• [EXERCISE PROMPT]:
Filter the stored records below down to the lines that contain the string "clicks", and copy each of those lines. Case counts.

(Stored records)
Segment Open

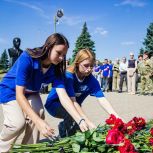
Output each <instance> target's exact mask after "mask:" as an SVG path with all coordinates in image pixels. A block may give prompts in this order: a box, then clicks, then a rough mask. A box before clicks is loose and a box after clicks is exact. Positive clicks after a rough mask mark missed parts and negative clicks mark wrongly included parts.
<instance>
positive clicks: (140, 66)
mask: <svg viewBox="0 0 153 153" xmlns="http://www.w3.org/2000/svg"><path fill="white" fill-rule="evenodd" d="M139 73H140V74H141V87H140V89H141V90H140V94H144V95H152V93H153V83H152V82H153V66H152V62H151V60H150V59H149V52H148V51H145V52H144V54H143V62H142V64H141V66H140V68H139Z"/></svg>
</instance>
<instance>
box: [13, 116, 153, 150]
mask: <svg viewBox="0 0 153 153" xmlns="http://www.w3.org/2000/svg"><path fill="white" fill-rule="evenodd" d="M152 127H153V121H149V122H147V123H146V121H145V120H144V119H143V118H141V117H140V118H138V117H134V118H133V119H132V120H130V121H129V122H128V123H124V122H123V121H122V120H121V119H119V118H116V117H115V116H114V115H110V117H109V118H108V119H107V120H106V124H105V125H99V126H98V127H97V128H96V129H93V130H89V131H86V132H83V133H82V132H77V133H76V134H75V135H73V136H71V137H66V138H62V139H59V140H56V141H48V142H43V143H38V144H30V145H14V146H13V149H12V151H11V152H12V153H15V152H18V153H19V152H21V153H22V152H28V153H35V152H39V153H40V152H41V153H59V152H60V153H72V152H77V153H78V152H82V153H83V152H84V153H87V152H94V153H95V152H97V153H152V151H153V128H152Z"/></svg>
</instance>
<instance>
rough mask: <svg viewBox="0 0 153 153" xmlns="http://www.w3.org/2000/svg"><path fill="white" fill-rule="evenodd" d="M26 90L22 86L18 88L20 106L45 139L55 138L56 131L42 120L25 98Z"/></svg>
mask: <svg viewBox="0 0 153 153" xmlns="http://www.w3.org/2000/svg"><path fill="white" fill-rule="evenodd" d="M24 92H25V88H24V87H22V86H16V100H17V102H18V104H19V105H20V107H21V109H22V110H23V112H24V113H25V114H26V115H28V116H29V118H30V119H31V120H32V121H33V122H34V124H35V125H36V127H37V128H38V130H39V131H40V132H41V133H42V134H43V136H45V137H50V136H53V134H54V130H53V129H51V128H50V127H49V125H48V124H47V123H46V122H45V121H44V120H42V119H41V118H40V117H39V116H38V115H37V114H36V113H35V111H34V110H33V109H32V107H31V106H30V104H29V102H28V100H27V99H26V97H25V96H24Z"/></svg>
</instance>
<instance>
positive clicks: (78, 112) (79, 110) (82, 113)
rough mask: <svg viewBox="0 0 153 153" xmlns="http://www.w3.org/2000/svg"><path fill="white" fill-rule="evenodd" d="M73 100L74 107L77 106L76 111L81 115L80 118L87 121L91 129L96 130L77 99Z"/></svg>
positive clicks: (89, 127)
mask: <svg viewBox="0 0 153 153" xmlns="http://www.w3.org/2000/svg"><path fill="white" fill-rule="evenodd" d="M71 100H72V101H73V103H74V106H75V108H76V110H77V111H78V113H79V114H80V116H81V117H82V118H84V119H85V121H86V123H87V124H88V126H89V128H90V129H93V128H96V125H95V124H94V123H93V122H92V121H91V120H90V119H89V118H88V117H87V115H86V114H85V113H84V111H83V109H82V108H81V106H80V105H79V104H78V103H77V102H76V99H75V97H71Z"/></svg>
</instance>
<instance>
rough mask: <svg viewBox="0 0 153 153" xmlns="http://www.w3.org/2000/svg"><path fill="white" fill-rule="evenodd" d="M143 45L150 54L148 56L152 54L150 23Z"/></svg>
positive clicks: (151, 34)
mask: <svg viewBox="0 0 153 153" xmlns="http://www.w3.org/2000/svg"><path fill="white" fill-rule="evenodd" d="M143 45H144V49H145V50H146V51H148V52H150V54H153V23H150V25H149V27H148V28H147V34H146V38H145V39H144V42H143ZM140 51H141V50H140Z"/></svg>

Segment Closed

• [RESPONSE AREA]:
Output each <instance> target's exact mask after "mask:" as an SVG path with all coordinates in image pixels. A block may give prompts in this order: a box, then clicks, then a rough mask. A box before clicks is loose and a box after clicks is exact. Positive clicks after a rough mask mark missed parts and negative clicks mark wrongly included parts.
positive clicks: (140, 66)
positive clicks: (78, 112) (79, 110) (82, 113)
positive clicks: (89, 127)
positive clicks: (151, 34)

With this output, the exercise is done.